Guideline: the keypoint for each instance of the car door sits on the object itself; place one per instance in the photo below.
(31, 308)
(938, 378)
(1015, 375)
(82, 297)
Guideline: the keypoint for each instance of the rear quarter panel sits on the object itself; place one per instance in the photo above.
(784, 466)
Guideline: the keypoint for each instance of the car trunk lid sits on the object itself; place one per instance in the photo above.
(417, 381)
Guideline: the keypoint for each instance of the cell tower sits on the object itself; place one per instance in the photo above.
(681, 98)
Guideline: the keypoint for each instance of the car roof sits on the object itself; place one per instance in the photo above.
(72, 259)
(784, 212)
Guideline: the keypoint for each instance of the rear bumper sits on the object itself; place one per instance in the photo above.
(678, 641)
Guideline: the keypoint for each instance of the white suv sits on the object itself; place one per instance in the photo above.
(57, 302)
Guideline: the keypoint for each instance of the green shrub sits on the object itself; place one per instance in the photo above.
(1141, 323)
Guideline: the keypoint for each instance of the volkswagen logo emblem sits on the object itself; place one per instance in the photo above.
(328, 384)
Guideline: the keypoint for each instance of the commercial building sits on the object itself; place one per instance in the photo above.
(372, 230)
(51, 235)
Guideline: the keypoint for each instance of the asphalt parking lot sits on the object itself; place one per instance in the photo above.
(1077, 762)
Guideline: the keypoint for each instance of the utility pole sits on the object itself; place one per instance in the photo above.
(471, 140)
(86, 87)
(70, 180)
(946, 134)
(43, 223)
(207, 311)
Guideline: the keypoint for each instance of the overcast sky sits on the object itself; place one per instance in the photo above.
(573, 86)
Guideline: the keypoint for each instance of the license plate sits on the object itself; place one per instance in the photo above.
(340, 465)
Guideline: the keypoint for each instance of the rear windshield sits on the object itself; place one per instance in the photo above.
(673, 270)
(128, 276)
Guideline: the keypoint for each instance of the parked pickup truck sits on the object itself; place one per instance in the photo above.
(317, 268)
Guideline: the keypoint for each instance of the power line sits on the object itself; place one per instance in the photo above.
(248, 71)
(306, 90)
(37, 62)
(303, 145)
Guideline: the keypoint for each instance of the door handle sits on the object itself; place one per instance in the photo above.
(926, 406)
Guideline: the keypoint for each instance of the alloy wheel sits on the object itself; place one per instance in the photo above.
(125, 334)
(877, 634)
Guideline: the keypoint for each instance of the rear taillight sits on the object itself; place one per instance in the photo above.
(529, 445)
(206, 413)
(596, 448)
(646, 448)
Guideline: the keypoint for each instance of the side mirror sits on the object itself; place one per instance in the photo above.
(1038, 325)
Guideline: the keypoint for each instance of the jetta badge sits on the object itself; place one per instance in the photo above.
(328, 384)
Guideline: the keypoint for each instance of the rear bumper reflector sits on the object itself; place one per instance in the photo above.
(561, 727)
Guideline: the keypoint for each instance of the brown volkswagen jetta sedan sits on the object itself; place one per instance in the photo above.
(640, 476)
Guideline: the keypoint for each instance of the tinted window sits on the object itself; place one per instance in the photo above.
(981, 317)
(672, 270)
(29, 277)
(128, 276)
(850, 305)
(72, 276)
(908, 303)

-------------------------

Requirement: From the listing above, extract every line exactly as it stands.

Expected answer:
Guideline: the keypoint for each instance of the car door sits on the object itself; place one per instance in the photo below.
(31, 308)
(938, 378)
(1015, 375)
(82, 297)
Guideline: the keypoint for each instance of the rear quarter panel sits on the object itself; place one per instance in the photo above.
(784, 466)
Guideline: the keypoint for each instance of the car trunk lid sits on the object itself; place one per instance in the photo above.
(417, 381)
Guideline: the keypoint for each instance of the cell tower sits on the object itself; place one per instance in the photo above.
(681, 98)
Guideline: the keypoint for each instance of the car roof sits on the object itself; place one per instance in the photo above.
(72, 259)
(784, 212)
Guideline: the keypoint for each instance of the rear bumper sits on the object itself; place one per instance in the photo above.
(678, 641)
Guideline: the keypoint for each instance of the white suv sits on the object itself; place one per instance in the photo above.
(57, 302)
Guideline: the keypoint for each instance of the green shrub sits on the object itself; place one per instance in the photo above.
(1141, 323)
Guideline: the keypoint for each instance of the volkswagen logo emblem sits on the object itself; place one per instance in the photo above.
(328, 384)
Guideline: the keypoint for each instance of the commercial building sits on the object itself; place one per instance in the photo above.
(372, 230)
(51, 235)
Guideline: the keypoint for each instance of the asphalt parking lot sits on the object itself; place one per instance in the photo above.
(1077, 762)
Guideline: the keypoint for each instance of the utility pole sits on the object itself; place one per instance in the photo above.
(471, 140)
(86, 87)
(70, 180)
(946, 134)
(43, 223)
(207, 311)
Guideline: the keypoint for each instance of the overcast sky sits on the object itself; place one per instance in the photo above.
(573, 86)
Guideline: the keypoint for each instance of the license plate sits on the object itself; place one per instance in the photo above.
(340, 465)
Guideline: the keypoint for each instance of the rear windshield sits on the object itself; place one per instance in the photo above.
(673, 270)
(128, 276)
Guideline: the keypoint for each instance of the parked pickup truck sits on the object itself; place one per instance in the photo above.
(317, 268)
Guideline: the keypoint for each instance of the power line sits on the object itself; place one per instance in the photo above.
(248, 71)
(306, 90)
(37, 62)
(303, 145)
Guideline: the keypoint for each instance of the door handle sits on the object itself; place one per instance in the photo above.
(926, 406)
Guideline: the keypoint for each instance of the alloy wheel sits on the object itself; place one per instance in the photo above.
(125, 334)
(877, 634)
Guideline: the keypoint for each instance of the rear taillight sits on the object itself; place one per instance in the photo above.
(529, 445)
(206, 413)
(596, 448)
(646, 448)
Guideline: the keypoint for each instance of the side mirror sits on the object itself; place one per instance in the photo above.
(1038, 325)
Guideline: the keypoint for each instance of the jetta badge sits on the object itself; place one per instance in the photo above.
(328, 384)
Guideline: the keypoint for each instance of the rear bumper reflector sits on the object itself; place one per instance in the photo above.
(561, 727)
Guideline: the keypoint for each instance of the brown volkswagen jetta sedan sits on the object itself; place one per instance in the photo above.
(640, 476)
Guideline: the keypoint for each instance of the tinted window sits on the object itself; place one per instance in the photo above.
(981, 317)
(672, 270)
(29, 277)
(128, 276)
(850, 305)
(72, 276)
(908, 303)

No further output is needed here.